▸ **Activity**
Look below for the line with "x=215, y=260" and the line with "Target: small green leaf"; repeat exactly those two lines and all lines between them, but no pictures.

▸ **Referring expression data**
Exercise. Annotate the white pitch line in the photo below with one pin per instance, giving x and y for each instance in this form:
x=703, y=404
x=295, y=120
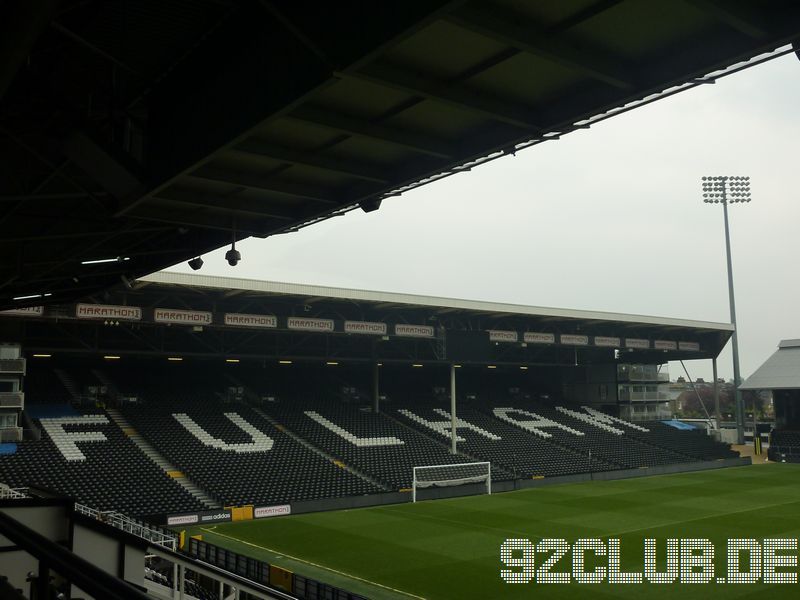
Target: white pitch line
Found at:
x=313, y=564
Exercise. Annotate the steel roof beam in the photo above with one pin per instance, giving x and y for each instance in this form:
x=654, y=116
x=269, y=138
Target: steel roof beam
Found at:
x=263, y=183
x=506, y=29
x=415, y=142
x=230, y=202
x=734, y=16
x=450, y=93
x=244, y=226
x=316, y=161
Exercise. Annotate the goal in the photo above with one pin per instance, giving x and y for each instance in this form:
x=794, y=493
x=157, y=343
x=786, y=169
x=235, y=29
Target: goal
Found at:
x=449, y=475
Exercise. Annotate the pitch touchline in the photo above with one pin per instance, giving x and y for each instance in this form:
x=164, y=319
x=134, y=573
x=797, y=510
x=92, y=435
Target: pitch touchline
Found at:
x=503, y=530
x=313, y=564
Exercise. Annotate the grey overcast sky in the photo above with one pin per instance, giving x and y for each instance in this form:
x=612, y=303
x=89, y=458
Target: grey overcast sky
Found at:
x=609, y=218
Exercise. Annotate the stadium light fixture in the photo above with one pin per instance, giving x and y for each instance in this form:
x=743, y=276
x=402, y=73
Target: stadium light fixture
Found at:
x=370, y=205
x=196, y=263
x=100, y=261
x=730, y=190
x=233, y=256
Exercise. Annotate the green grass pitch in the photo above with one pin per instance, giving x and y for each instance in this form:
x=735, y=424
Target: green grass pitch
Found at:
x=450, y=549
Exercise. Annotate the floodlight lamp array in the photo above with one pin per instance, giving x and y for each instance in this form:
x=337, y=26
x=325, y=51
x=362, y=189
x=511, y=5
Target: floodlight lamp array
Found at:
x=726, y=189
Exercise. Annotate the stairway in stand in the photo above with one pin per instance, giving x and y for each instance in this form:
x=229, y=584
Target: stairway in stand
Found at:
x=154, y=455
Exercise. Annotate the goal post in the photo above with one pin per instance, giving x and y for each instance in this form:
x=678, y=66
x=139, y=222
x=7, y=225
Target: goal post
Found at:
x=451, y=475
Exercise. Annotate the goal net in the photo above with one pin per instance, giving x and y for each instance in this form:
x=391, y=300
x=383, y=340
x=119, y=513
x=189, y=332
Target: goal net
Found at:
x=449, y=475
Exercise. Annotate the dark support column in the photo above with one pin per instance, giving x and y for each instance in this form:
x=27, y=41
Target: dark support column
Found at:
x=376, y=388
x=454, y=434
x=717, y=414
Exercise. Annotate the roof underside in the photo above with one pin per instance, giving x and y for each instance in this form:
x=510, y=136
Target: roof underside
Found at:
x=781, y=371
x=150, y=130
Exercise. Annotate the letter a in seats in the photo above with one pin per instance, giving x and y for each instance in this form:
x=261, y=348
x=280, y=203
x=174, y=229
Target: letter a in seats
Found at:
x=351, y=437
x=261, y=442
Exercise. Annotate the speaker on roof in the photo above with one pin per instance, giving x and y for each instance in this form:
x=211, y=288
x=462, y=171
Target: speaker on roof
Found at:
x=370, y=205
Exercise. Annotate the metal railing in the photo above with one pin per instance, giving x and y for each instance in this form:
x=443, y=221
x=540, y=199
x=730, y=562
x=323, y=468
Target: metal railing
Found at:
x=12, y=399
x=54, y=557
x=128, y=525
x=11, y=434
x=12, y=365
x=261, y=572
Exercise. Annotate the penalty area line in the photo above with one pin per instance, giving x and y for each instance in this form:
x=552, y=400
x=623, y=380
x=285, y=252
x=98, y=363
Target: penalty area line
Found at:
x=313, y=564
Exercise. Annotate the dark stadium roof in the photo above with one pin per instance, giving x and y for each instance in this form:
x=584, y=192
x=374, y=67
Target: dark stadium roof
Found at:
x=781, y=371
x=208, y=317
x=149, y=130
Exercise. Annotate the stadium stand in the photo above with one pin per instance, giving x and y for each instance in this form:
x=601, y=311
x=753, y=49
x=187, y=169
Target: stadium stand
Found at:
x=611, y=443
x=103, y=469
x=488, y=438
x=238, y=456
x=373, y=443
x=784, y=445
x=693, y=443
x=42, y=386
x=305, y=442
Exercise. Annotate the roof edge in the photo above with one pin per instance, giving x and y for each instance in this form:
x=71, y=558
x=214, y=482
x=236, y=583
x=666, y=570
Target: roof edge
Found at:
x=275, y=287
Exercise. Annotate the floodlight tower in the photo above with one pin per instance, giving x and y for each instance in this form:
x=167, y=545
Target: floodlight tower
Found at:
x=730, y=190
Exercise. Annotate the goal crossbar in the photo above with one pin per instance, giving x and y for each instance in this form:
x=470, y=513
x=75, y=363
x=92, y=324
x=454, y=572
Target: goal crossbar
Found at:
x=462, y=473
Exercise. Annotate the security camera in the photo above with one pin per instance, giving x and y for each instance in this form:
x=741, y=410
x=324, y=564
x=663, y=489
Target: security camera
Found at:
x=196, y=263
x=233, y=257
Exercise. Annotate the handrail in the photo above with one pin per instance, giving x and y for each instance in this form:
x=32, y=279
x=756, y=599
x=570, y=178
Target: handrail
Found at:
x=128, y=525
x=75, y=569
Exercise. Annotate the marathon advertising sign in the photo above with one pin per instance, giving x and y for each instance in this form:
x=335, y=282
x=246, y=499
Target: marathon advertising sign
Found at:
x=575, y=340
x=30, y=311
x=108, y=311
x=637, y=344
x=181, y=317
x=366, y=327
x=183, y=519
x=208, y=516
x=497, y=335
x=664, y=345
x=256, y=321
x=404, y=330
x=309, y=324
x=532, y=337
x=263, y=512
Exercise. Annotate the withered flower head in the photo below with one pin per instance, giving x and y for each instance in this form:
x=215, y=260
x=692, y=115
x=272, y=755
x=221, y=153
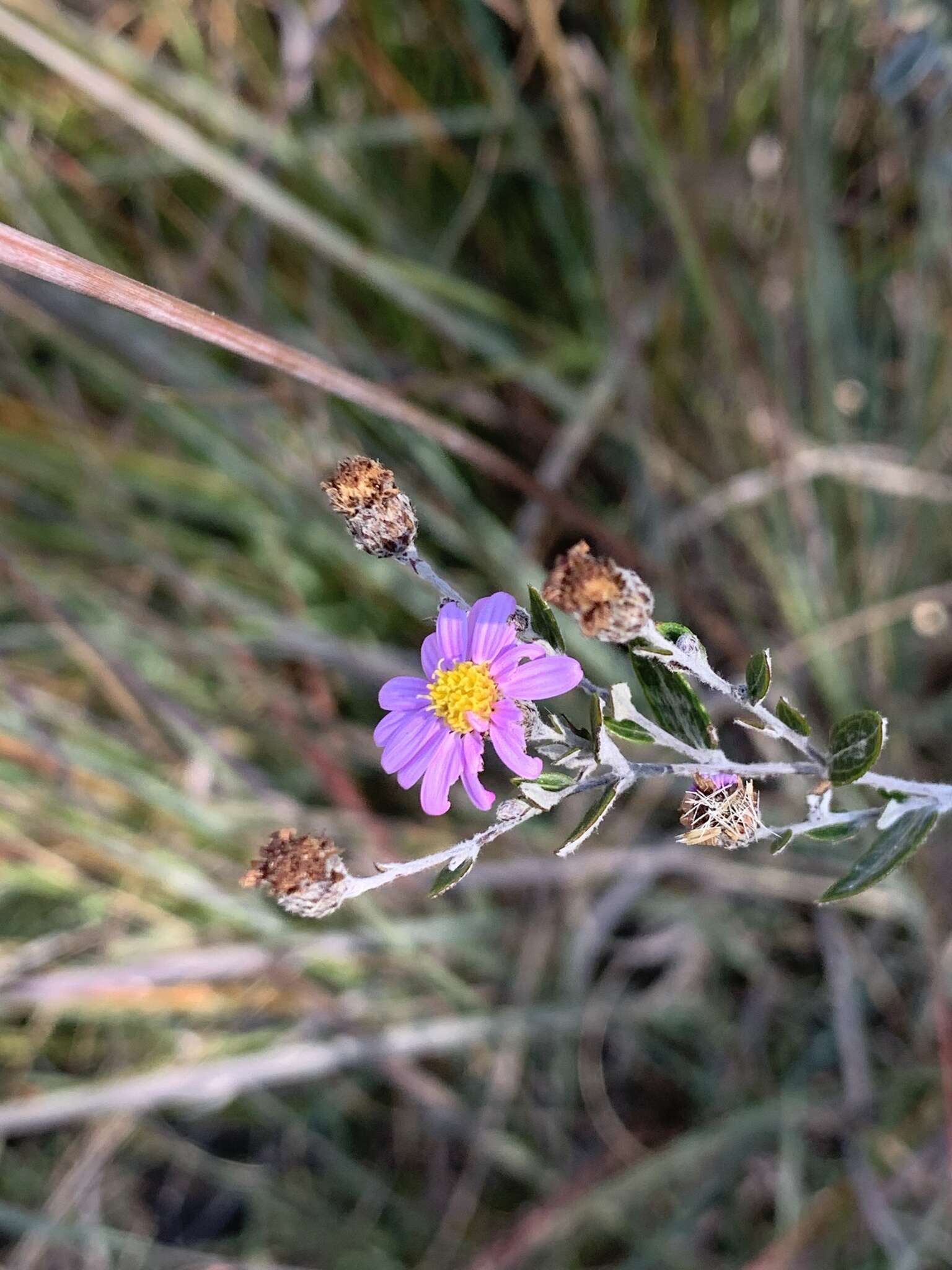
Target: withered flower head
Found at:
x=720, y=810
x=611, y=603
x=379, y=515
x=305, y=874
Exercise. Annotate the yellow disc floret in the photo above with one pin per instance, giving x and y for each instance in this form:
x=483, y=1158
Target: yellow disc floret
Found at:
x=467, y=689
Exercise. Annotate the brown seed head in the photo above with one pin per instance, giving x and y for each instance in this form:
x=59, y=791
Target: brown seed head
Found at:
x=611, y=603
x=720, y=813
x=379, y=515
x=305, y=874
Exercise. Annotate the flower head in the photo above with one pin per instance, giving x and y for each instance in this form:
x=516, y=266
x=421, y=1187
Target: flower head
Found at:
x=379, y=515
x=477, y=672
x=305, y=874
x=611, y=603
x=720, y=810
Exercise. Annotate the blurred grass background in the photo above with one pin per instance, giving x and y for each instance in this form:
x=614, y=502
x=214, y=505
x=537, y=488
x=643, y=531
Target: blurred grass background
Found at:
x=690, y=263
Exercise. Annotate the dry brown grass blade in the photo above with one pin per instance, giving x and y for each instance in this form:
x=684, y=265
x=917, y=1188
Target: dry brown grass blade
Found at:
x=27, y=254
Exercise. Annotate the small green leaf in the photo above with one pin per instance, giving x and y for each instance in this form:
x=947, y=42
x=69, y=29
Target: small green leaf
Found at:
x=758, y=676
x=833, y=832
x=792, y=718
x=674, y=704
x=544, y=621
x=674, y=630
x=589, y=822
x=855, y=746
x=627, y=730
x=781, y=841
x=648, y=647
x=890, y=849
x=447, y=878
x=553, y=781
x=596, y=721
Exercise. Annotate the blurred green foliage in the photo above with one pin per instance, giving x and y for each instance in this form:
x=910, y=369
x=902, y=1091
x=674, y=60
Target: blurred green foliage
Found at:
x=710, y=243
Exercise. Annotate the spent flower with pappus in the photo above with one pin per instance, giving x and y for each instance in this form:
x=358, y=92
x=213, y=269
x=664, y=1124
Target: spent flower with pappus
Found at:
x=611, y=603
x=477, y=673
x=482, y=671
x=720, y=810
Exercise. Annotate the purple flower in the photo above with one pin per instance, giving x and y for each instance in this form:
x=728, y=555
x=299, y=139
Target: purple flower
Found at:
x=477, y=672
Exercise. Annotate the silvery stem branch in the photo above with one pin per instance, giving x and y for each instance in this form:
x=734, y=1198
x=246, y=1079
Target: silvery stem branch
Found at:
x=699, y=666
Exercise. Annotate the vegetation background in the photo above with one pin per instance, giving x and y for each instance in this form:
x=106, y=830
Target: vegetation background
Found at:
x=690, y=265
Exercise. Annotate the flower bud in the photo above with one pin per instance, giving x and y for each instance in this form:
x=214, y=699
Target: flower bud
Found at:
x=305, y=874
x=611, y=603
x=720, y=810
x=379, y=515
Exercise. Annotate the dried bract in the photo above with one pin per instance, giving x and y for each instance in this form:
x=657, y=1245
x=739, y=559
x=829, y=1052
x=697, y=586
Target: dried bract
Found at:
x=379, y=515
x=612, y=603
x=720, y=812
x=305, y=874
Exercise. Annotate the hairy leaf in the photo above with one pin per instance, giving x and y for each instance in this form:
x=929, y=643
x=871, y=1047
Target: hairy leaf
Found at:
x=674, y=704
x=589, y=822
x=792, y=718
x=890, y=849
x=447, y=878
x=544, y=621
x=626, y=729
x=833, y=832
x=758, y=676
x=547, y=781
x=855, y=746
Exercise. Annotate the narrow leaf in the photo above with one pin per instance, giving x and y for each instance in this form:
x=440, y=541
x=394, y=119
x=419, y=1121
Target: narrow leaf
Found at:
x=674, y=704
x=596, y=723
x=627, y=730
x=648, y=647
x=781, y=842
x=674, y=630
x=544, y=621
x=890, y=849
x=447, y=878
x=792, y=718
x=833, y=832
x=547, y=781
x=855, y=746
x=589, y=822
x=758, y=676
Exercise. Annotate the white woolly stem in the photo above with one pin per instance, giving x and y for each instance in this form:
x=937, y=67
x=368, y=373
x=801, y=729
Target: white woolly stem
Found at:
x=430, y=574
x=702, y=671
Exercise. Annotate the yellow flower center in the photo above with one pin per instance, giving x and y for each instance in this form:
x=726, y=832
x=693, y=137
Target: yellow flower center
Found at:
x=467, y=689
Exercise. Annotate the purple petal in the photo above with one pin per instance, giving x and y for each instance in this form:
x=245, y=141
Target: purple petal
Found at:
x=389, y=727
x=489, y=626
x=404, y=693
x=503, y=664
x=509, y=744
x=443, y=771
x=430, y=654
x=404, y=745
x=452, y=633
x=472, y=765
x=416, y=766
x=507, y=714
x=550, y=677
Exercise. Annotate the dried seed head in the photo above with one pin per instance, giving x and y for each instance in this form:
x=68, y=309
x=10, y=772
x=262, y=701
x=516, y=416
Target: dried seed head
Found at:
x=379, y=515
x=720, y=810
x=305, y=874
x=611, y=603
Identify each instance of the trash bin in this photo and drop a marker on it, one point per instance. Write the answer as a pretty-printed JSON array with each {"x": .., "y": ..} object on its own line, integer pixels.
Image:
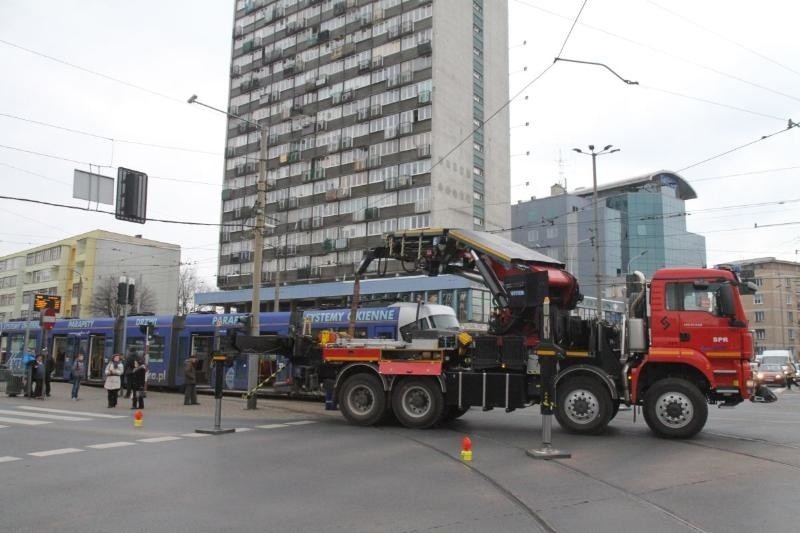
[{"x": 14, "y": 385}]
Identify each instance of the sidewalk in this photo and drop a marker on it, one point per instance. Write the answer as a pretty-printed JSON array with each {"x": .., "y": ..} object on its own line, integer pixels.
[{"x": 93, "y": 398}]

▸ **Answer space**
x=215, y=260
x=692, y=115
x=272, y=755
x=221, y=153
Target: withered flower head
Found at:
x=720, y=810
x=611, y=603
x=379, y=515
x=305, y=874
Exercise. Annotate the yellow disc floret in the photo above with one pin per instance, giving x and y for each instance in this form:
x=483, y=1158
Target: yellow disc floret
Found at:
x=467, y=689
Exercise. Annotate the brown seed head in the photo above with one pin per instance, giving x and y for each instance in this form:
x=59, y=791
Target: brown seed head
Found at:
x=611, y=603
x=720, y=813
x=379, y=515
x=305, y=874
Exercise. Annotate the flower head in the photo above with one pin per instance, giving x and y for each instance in this form:
x=516, y=266
x=421, y=1187
Target: flower head
Found at:
x=379, y=515
x=477, y=672
x=305, y=874
x=611, y=603
x=720, y=810
Exercise. Annotate the blurred grass background in the photo above with one pin per instance, giving x and y for each instance in this form:
x=614, y=502
x=214, y=505
x=537, y=488
x=643, y=531
Target: blurred grass background
Found at:
x=690, y=263
Exercise. Annotate the dry brown grass blade in the photo above with one pin per instance, giving x and y for each instance in this form:
x=684, y=265
x=917, y=1188
Target: dry brown grass blade
Found at:
x=27, y=254
Exercise. Annotate the small green leaf in the photo above with one pin per instance, giving x and y for each instance in this form:
x=947, y=42
x=69, y=29
Target: small green leaf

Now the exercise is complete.